● **Tasks**
(1) In the cooking blog text, what price does Ralphs grocery store charge for a bottle of cardamom powder?
(2) Transcribe the cooking blog text between "Adding sugar to" and "ice cream maker.", inclusive.

● **Text excerpt**
The spice pantry

Because I'm culinarily bored with my own cooking, I've recently acquired the following spices: garam masala allspice a random curry chipotle chili powder ground cardamom I will do something with these soon, maybe torment some hacked apart chicken body parts and appendages. Spices are pretty cheap if you don't buy them from a national or regional supermarket chain. Depending on where you live, you're much better off buying spices from a local ethnic market. They'll be fresher and less expensive. Ralphs grocery store, for example, sells cardamom powder for $16/spice bottle. It's not really a high traffic spice like cinnamon or allspice. So it's priced so that it never makes it off the shelf, or whatever. At an ethnic market you can find ground cardamom for about $3-4, and the quantity will be more than enough. If you don't live near a dense ethnic (non-white) area, the next best places to shop for spice are Whole Foods market and Cost Plus World market.

KItchen Notes: Mmm, that sauce packet

I'm pretty close taste-wise to deconstructing the ingredient ratio for Annie Chun's udon soup (sold at Trader Joe's). Ok, so what's in the soup is printed on the container which reads: naturally brewed soy sauce, shitake mushroom, sea vegetable, evaporated cane juice, rice wine, and yeast extract. When you pour it out of its packet, it's a dark liquid with no dangly bits and isn't murky. So, the sea vegetable is probably a standard grade seaweed like kelp or kombu; both of which are common to asian soups. I suppose I really don't have a reason for doing this other than it's a personal quest this year to make homemade udon noodles and a good soup base to go with it. Sea vegetable and shitake mushroom exists in the Annie Chun recipe as a dashi. The yeast extract won't make it into my soup base recipe since it's pretty much MSG. A basic dashi recipe is that you take a dried ingredient and rehydrate it with water, usually by boiling it until the ingredient softens. The reserve liquid is the dashi and is used in soups and sauces. A lot of meat/vegetable/potsticker dipping sauces will call for a 2:1:1 ratio of soy sauce, vinegar/wine, water. 

This might be as easy as: 

2 tbsp soy sauce
1 tbsp rice wine
1 tbsp dashi. 

Adding sugar to a sauce is generally to taste by its maker, so this recipe would probably include no more than 1 tsp of unbleached cane sugar.

Float me

The original recipe comes from Alton Brown. I didn't have peach preserves so I might just have to make another batch to see what it tastes like. I'd imagine it'd be slightly sweeter. Last weekend it was pretty warm. I think southern California pretty much skipped spring and hopped along into early summer. I thought I'd make a rootbeer float, except I didn't have any ice cream.. ooh, but I did have the ingredients (half and half, heavy cream, sugar, vanilla bean) and an ice cream maker.

● **Extracted entries**
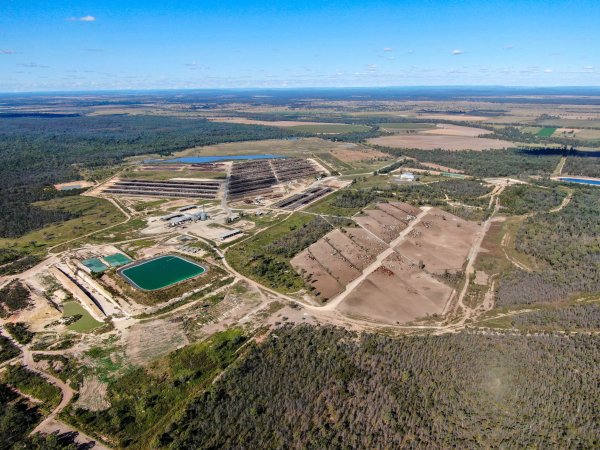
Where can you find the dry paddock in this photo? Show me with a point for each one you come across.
(406, 286)
(432, 142)
(441, 241)
(397, 292)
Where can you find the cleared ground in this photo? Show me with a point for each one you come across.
(340, 256)
(441, 241)
(161, 272)
(397, 292)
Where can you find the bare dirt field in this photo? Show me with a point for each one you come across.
(459, 118)
(397, 292)
(335, 263)
(358, 154)
(383, 225)
(455, 130)
(432, 142)
(147, 341)
(349, 249)
(369, 243)
(73, 185)
(276, 123)
(441, 241)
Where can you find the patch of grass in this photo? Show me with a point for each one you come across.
(145, 401)
(8, 350)
(20, 332)
(546, 132)
(334, 128)
(257, 259)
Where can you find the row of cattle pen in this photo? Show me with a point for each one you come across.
(247, 178)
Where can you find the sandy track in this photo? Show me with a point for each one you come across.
(455, 130)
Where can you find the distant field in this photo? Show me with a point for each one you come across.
(432, 142)
(86, 323)
(546, 132)
(334, 128)
(95, 214)
(406, 127)
(532, 130)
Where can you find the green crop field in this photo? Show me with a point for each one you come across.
(161, 272)
(93, 214)
(546, 132)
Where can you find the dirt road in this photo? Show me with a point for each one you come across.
(375, 264)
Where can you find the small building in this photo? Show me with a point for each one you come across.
(170, 217)
(200, 216)
(179, 220)
(229, 234)
(232, 218)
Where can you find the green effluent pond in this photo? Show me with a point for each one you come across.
(161, 272)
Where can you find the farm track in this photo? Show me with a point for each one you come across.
(51, 424)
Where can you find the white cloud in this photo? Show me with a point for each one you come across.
(32, 65)
(82, 19)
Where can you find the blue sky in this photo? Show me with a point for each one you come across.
(149, 44)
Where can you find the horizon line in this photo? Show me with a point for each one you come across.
(308, 88)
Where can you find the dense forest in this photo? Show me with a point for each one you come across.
(308, 387)
(573, 317)
(523, 199)
(488, 163)
(582, 165)
(567, 244)
(8, 350)
(36, 153)
(144, 401)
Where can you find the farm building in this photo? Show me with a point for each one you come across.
(229, 234)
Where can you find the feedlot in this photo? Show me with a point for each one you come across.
(387, 220)
(304, 198)
(387, 270)
(251, 178)
(170, 188)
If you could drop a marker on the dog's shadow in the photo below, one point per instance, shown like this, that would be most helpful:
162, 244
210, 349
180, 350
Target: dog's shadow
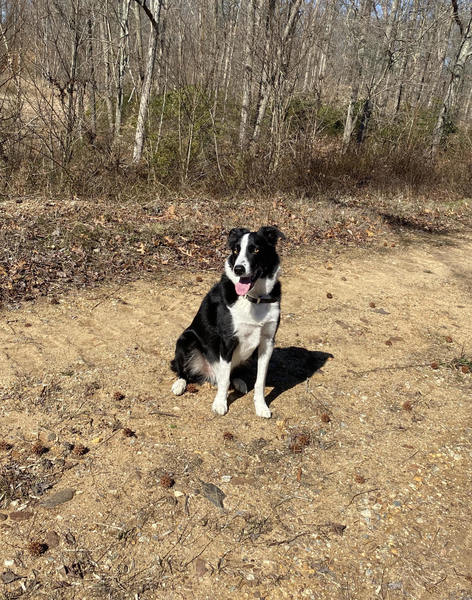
287, 368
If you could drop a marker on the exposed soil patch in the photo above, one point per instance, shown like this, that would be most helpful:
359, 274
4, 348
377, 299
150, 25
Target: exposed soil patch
358, 487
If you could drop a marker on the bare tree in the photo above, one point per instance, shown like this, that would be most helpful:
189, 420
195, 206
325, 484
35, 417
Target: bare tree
464, 51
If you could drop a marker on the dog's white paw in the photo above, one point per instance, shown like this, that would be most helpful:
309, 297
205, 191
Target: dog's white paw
219, 406
179, 387
240, 386
262, 410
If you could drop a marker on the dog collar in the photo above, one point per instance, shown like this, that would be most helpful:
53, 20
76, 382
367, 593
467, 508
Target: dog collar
261, 299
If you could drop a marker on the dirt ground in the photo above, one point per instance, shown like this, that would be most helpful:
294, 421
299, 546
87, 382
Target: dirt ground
358, 487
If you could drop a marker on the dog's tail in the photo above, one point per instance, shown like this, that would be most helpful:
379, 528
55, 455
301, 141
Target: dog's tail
186, 345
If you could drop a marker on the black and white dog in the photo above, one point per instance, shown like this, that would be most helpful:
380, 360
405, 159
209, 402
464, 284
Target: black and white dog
240, 314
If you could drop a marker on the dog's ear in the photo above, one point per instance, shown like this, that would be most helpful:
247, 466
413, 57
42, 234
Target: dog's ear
235, 234
271, 234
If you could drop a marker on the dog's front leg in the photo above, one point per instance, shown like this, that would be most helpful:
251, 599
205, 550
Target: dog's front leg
220, 403
264, 353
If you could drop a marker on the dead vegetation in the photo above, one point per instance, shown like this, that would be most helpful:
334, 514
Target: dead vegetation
357, 487
47, 247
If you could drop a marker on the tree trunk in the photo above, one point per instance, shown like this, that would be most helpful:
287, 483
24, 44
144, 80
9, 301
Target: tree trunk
122, 63
448, 105
157, 9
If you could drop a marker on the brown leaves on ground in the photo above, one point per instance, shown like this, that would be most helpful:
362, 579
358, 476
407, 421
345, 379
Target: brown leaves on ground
298, 441
90, 241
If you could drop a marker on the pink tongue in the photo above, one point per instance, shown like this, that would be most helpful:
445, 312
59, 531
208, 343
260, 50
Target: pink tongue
242, 288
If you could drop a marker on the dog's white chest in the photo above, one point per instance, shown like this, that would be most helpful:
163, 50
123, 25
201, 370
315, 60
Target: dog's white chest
251, 322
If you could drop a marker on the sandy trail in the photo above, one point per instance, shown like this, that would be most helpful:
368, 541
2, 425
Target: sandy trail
377, 505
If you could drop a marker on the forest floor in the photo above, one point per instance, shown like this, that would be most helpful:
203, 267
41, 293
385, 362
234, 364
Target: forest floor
358, 487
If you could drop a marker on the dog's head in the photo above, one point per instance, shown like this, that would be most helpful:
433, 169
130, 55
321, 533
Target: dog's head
253, 256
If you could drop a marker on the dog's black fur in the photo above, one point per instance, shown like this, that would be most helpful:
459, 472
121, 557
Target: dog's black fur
212, 330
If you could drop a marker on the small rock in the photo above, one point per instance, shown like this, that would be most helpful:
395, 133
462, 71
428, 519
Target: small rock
67, 448
213, 494
395, 585
52, 539
59, 498
200, 567
20, 515
9, 577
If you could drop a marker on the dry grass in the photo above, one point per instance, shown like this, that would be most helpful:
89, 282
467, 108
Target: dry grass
47, 246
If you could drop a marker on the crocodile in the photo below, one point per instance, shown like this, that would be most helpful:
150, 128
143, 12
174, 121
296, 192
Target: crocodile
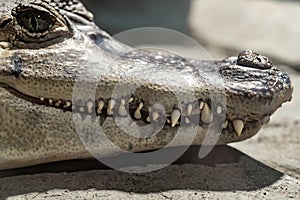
47, 47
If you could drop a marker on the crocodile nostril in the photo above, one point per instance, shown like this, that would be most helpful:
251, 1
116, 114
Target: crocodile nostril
252, 59
5, 20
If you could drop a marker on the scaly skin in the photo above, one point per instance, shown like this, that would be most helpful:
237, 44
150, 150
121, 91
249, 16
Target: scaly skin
43, 56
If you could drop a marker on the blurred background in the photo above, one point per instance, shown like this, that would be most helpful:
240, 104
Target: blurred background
226, 27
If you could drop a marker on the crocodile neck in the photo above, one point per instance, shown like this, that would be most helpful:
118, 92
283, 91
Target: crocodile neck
75, 68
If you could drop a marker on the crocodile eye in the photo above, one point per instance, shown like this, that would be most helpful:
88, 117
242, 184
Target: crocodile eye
37, 26
35, 21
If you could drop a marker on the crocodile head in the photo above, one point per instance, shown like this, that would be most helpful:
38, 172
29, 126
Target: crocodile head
46, 46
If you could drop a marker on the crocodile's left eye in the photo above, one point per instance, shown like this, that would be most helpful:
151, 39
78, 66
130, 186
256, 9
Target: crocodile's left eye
38, 26
36, 21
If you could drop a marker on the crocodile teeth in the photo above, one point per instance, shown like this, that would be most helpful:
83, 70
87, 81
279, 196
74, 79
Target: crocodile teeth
201, 105
266, 119
68, 104
122, 109
110, 107
57, 104
190, 109
148, 119
238, 126
187, 120
137, 114
100, 107
81, 109
175, 117
155, 116
206, 116
219, 109
89, 106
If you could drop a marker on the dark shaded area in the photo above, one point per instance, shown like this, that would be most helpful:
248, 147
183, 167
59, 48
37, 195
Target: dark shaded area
116, 16
224, 169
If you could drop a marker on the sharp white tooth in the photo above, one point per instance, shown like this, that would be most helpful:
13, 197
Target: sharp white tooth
201, 105
122, 109
266, 119
137, 114
100, 107
225, 124
238, 126
89, 106
168, 121
68, 104
187, 120
175, 117
57, 104
219, 109
81, 109
206, 116
155, 116
110, 107
131, 100
190, 109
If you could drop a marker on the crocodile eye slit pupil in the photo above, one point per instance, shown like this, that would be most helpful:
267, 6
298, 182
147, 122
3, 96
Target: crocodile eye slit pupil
35, 21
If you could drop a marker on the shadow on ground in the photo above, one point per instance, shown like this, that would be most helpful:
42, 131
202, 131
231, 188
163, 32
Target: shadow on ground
224, 169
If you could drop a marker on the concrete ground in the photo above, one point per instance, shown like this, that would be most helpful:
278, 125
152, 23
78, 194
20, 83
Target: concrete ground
266, 166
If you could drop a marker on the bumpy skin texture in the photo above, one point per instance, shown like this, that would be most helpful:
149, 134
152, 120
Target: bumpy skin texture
43, 56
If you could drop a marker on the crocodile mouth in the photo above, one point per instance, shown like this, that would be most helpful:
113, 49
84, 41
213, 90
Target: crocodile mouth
194, 114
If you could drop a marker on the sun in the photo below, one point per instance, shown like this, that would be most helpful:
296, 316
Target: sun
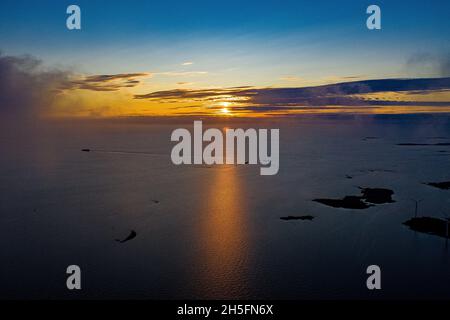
225, 111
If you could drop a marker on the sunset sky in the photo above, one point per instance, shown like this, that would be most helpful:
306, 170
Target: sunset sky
223, 58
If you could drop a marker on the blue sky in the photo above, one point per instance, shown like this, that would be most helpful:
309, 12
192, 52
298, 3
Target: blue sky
195, 45
128, 36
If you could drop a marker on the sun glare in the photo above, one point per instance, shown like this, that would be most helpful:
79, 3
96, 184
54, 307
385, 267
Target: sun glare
225, 111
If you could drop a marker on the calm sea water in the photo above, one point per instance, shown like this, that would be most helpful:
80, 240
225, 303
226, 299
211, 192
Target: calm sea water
216, 232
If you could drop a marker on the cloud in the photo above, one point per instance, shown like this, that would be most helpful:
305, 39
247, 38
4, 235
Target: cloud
26, 87
110, 82
346, 94
425, 62
181, 74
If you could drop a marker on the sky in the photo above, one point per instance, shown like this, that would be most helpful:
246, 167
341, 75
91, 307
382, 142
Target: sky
128, 50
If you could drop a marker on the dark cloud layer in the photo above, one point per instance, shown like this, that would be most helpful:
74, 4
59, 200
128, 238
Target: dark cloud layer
341, 94
110, 82
26, 87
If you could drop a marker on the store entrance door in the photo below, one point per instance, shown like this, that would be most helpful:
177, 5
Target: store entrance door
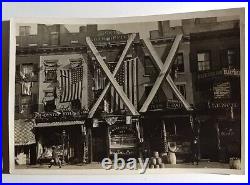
99, 140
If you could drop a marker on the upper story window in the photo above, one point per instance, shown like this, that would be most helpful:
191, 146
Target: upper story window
24, 30
178, 64
203, 60
149, 67
231, 58
26, 70
182, 89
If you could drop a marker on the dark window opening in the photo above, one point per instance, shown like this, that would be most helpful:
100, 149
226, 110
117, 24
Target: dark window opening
203, 60
182, 89
178, 65
149, 66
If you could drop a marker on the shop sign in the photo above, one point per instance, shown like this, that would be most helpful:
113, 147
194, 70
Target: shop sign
110, 38
231, 72
222, 90
226, 72
222, 105
174, 104
209, 74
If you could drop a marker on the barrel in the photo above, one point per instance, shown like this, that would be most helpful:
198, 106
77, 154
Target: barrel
153, 161
164, 157
158, 160
156, 154
162, 165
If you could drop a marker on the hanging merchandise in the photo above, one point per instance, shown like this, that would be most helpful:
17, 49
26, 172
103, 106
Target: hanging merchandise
95, 122
128, 120
111, 120
26, 88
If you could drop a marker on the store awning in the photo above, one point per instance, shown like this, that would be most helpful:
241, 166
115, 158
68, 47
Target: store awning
24, 133
62, 123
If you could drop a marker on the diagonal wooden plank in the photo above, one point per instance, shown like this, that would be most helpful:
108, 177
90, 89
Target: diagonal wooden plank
163, 72
105, 68
159, 64
119, 64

● **Answers by task**
(1) $16 per spice bottle.

(2)
Adding sugar to a sauce is generally to taste by its maker, so this recipe would probably include no more than 1 tsp of unbleached cane sugar.

Float me

The original recipe comes from Alton Brown. I didn't have peach preserves so I might just have to make another batch to see what it tastes like. I'd imagine it'd be slightly sweeter. Last weekend it was pretty warm. I think southern California pretty much skipped spring and hopped along into early summer. I thought I'd make a rootbeer float, except I didn't have any ice cream.. ooh, but I did have the ingredients (half and half, heavy cream, sugar, vanilla bean) and an ice cream maker.